What to work on:
From the North Shore column below, set down word for word the passage that runs from "I'd like to" up to and including "the North Shore.".

Supplied text:
________________
April Issue 2009 Surfing Magazine

By Evan Slater

I'd like to think that as the economy gets worse, people get better. I'm sure there's a mathematical formula for it somewhere - one that shows how diminishing returns are somehow inversely proportional to expanding heart size. But for proof in the surf world, we don't need to search any further than the North Shore.

If it were a financial institution, the North Shore of Oahu would undoubtedly be the New York Stock Exchange, where fortunes are made or lost in a single wave. Where it's all about heavily investing early in the hopes of a big payoff in the future. Where it's all about getting yours - even if it's at the expense of someone else.

But this year, after I spent a good two weeks in the trenches during a non-stop run of swells in late November, it seemed as if the Wild West got a good dose of Eastern philosophy. It could have been the fact that our precious natural resource was in abundant supply, with a handful of big Pipe days and Outer Reef swells and hundreds of surfed-out cowboys. Maybe it was because Gerry Lopez made his rounds this year on a SUP, casting a mellow spell on us with his magic paddle. But I'm pretty sure it comes down to this: the less we have, the more we appreciate. And the more we want to give.

In North Shore terms, this doesn't necessarily mean coughing up tons of money (unless you're renting a beachfront house at Pipe); it simply means putting others ahead of Number One. Instead of stuffing yourself silly on Thanksgiving, maybe it's following the Hobgoods, Ben Bourgeois and {{{Sterling}}} Spencer's lead and going to a local mission to feed the hungry. Instead of winning at all costs, maybe it's taking a page from Jordy Smith's playbook, who gave up his board to Sunny Garcia in the dying minutes of their Sunset heat after Garcia broke his back-up board and needed just a 2.5 to advance. And instead of indulging in three more hours of perfect, Second Reef Pipe, maybe it's doing what most of the Pipe guys did on the afternoon of the Eddie Aikau opening ceremony: they headed down to Waimea, honored our fallen heroes and listened to the wisdom of guys like Billy Mitchell, Titus Kinimaka and Mark Cunningham. As Kelly Slater said, referencing one of Mitchell's sermons, "If you are breathing, you are wealthy."

There are dozens of other instances - Kamalei Alexander and crew taking a group of kids with cystic fibrosis surfing. Rochelle Ballard keeping breast cancer awareness on the frontburner. Even all those creepy mustache dudes had the right idea. The point is this: if it can happen on the North Shore, it can happen in any lineup. Think of it as a better way to pay your dues.
________________
Supplied data:

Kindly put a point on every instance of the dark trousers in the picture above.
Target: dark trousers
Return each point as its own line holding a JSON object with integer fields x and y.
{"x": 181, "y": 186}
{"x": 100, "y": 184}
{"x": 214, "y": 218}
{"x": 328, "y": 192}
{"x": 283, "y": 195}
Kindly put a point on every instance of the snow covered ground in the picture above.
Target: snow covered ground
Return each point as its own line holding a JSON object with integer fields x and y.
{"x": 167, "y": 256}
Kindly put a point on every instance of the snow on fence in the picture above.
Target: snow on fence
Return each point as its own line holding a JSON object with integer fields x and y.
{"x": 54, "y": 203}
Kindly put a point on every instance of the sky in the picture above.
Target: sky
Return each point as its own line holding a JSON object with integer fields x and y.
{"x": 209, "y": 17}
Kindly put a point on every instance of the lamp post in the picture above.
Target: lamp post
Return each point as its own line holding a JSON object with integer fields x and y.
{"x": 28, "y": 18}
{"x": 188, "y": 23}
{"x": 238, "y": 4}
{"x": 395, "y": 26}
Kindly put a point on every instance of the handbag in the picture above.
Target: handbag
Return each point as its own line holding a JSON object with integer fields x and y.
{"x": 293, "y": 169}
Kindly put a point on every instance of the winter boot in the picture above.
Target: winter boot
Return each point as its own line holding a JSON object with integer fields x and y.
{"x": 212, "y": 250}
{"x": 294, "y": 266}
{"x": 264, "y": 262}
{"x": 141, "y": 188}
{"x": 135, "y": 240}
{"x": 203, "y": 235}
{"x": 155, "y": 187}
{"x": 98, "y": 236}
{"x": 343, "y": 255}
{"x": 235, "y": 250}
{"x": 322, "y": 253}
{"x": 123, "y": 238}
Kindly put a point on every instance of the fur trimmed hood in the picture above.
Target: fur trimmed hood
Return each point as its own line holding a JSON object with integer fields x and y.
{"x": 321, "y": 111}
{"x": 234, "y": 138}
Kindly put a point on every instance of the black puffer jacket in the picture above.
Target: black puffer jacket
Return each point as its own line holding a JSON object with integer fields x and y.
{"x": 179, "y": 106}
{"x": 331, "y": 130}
________________
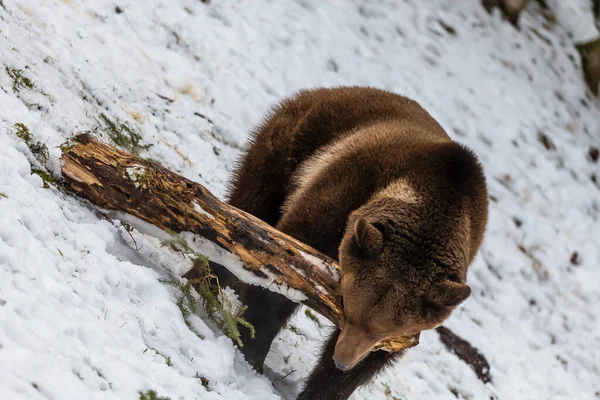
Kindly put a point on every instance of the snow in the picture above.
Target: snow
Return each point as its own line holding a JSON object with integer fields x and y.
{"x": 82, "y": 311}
________________
Output of the exercise:
I'd like to think that as the economy gets worse, people get better. I'm sure there's a mathematical formula for it somewhere - one that shows how diminishing returns are somehow inversely proportional to expanding heart size. But for proof in the surf world, we don't need to search any further than the North Shore.